What this task involves:
Nothing but an exact copy is wanted here: the line with "Using the specimen image, mark the police" and all the lines that follow it in the entries below.

Given records:
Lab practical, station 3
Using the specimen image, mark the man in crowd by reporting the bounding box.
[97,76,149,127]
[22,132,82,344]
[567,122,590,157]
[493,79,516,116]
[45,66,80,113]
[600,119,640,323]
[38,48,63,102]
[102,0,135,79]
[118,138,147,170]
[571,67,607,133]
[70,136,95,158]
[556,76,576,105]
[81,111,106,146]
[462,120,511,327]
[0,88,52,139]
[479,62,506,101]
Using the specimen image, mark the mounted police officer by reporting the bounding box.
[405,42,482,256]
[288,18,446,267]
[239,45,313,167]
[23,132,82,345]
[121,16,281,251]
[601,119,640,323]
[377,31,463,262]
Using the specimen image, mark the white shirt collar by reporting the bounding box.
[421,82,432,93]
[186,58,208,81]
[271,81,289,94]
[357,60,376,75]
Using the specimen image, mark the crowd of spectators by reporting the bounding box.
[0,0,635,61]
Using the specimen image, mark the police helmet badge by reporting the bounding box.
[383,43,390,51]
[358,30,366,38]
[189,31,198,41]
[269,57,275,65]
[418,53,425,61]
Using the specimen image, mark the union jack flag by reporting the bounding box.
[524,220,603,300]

Result:
Using the specimen image, mark the police helmet badge by reporting the bounding box.
[383,43,390,51]
[358,30,366,38]
[189,31,198,41]
[269,57,275,65]
[418,53,425,61]
Using the specimen image, mark the union jack flag by reporting the bounding box.
[524,220,603,300]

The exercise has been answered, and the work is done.